--- Entries supplied ---

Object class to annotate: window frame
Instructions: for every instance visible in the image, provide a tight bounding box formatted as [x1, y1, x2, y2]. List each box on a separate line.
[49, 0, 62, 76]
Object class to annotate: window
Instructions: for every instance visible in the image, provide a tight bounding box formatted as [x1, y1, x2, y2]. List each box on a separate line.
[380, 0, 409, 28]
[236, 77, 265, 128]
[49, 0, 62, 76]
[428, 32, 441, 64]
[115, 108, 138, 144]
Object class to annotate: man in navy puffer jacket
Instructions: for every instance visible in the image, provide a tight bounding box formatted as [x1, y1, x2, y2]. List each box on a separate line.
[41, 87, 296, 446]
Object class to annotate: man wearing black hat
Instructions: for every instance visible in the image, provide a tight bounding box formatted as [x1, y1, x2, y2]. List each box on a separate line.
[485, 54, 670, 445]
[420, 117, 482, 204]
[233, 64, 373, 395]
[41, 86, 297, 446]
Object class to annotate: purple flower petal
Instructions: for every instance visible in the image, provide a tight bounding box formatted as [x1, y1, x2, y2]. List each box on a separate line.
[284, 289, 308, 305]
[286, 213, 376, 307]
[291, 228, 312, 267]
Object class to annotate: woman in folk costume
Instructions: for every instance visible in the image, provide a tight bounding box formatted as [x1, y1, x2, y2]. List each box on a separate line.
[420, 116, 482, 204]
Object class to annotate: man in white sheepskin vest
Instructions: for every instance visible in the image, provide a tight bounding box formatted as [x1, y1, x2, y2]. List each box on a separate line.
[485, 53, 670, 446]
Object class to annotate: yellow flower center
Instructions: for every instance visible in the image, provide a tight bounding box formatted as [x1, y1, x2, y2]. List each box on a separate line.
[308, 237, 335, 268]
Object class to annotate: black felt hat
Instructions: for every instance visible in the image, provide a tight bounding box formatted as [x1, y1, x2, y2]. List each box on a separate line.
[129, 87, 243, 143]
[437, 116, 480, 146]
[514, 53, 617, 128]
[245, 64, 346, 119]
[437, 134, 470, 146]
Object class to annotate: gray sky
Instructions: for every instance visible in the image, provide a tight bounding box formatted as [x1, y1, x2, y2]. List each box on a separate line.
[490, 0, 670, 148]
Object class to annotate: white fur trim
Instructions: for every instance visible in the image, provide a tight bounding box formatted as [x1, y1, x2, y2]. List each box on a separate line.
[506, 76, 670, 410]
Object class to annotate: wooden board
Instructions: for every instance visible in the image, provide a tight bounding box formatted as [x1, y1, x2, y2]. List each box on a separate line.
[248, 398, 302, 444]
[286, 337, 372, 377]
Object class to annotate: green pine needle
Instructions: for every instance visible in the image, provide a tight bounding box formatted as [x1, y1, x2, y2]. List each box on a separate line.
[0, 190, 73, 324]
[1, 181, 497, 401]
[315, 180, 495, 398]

---

■ **What is required**
In full and without changes, give the data above once more.

■ **Reply to the task**
Object class to annotate: window frame
Instructions: for every instance visible in the image, provide a tight bounding box formatted as [x1, y1, x2, y2]. List each box on a separate line.
[49, 0, 62, 76]
Object class to annotate: window
Instructions: for every instance visible in the image, provide a tight bounding box formatted as [x1, y1, x2, y2]. List each box on a separate line.
[380, 0, 409, 28]
[236, 77, 265, 128]
[49, 0, 62, 76]
[428, 32, 441, 64]
[115, 108, 138, 144]
Object class to annotate: man in navy puffer jacket
Instructions: for every instance visible in the image, provide a tight bounding box formatted as [x1, y1, x2, y2]. List each box on a separate line.
[41, 87, 296, 446]
Object class to annotate: man wearing black hat
Instructions: for every instance visible in the image, provide a tight bounding box formatted as [x1, y1, x2, y2]. List each box on a separate line.
[485, 54, 670, 445]
[420, 117, 482, 204]
[233, 64, 373, 395]
[41, 86, 297, 446]
Object class to annotate: purple flower petal
Instructions: for every instance visible in the image, provide a tight bounding box formatted as [x1, y1, x2, y2]. List each box on a separate line.
[284, 289, 308, 305]
[286, 213, 376, 307]
[291, 228, 312, 267]
Object class to annotate: woman in folk costume
Instructions: for every instance visible in the image, provide a tight bounding box formatted as [x1, y1, x2, y2]. List each box on a separate line.
[420, 116, 482, 204]
Object class to annotate: man in white sheepskin vest
Instructions: for every instance visible in the image, provide a tight bounding box formatted as [x1, y1, x2, y2]. List each box on a separate line.
[485, 53, 670, 446]
Object class to annotate: yellow flower center
Instructions: for every instance visible in the image, provide a tight bounding box formatted as [x1, y1, x2, y2]. List each box on a separate line.
[308, 237, 335, 268]
Object class to annotate: black felt hat
Instructions: for every instance visible in the image, provide a tight bounding box formatted as [x1, y1, x2, y2]. List each box on a separate line.
[129, 87, 243, 143]
[437, 116, 480, 146]
[514, 53, 617, 128]
[245, 64, 346, 119]
[437, 134, 470, 146]
Object class to annotate: gray sky
Instructions: for every instance visible in the image, provide a tight bounding box formatted as [x1, y1, x2, y2]. List each box on a separate line.
[490, 0, 670, 148]
Object class to annotate: white fur trim
Instructions: for every instance visible in the image, provide a tight bounding box formatted as [x1, y1, x2, y2]. List each box on a separate line.
[506, 76, 670, 410]
Object class to annotate: wooden board
Instructions: for every instance visible in the image, provide a tight bounding box formatted as [x1, y1, x2, y2]. List each box on a separate line.
[248, 398, 302, 444]
[286, 337, 372, 377]
Object class to annotate: green pine needle
Instructions: for every instance visible in the image, provide a tight bounding box formatted as [x1, y1, x2, y2]. List each box on a separate line.
[0, 190, 73, 324]
[1, 181, 497, 401]
[315, 180, 495, 398]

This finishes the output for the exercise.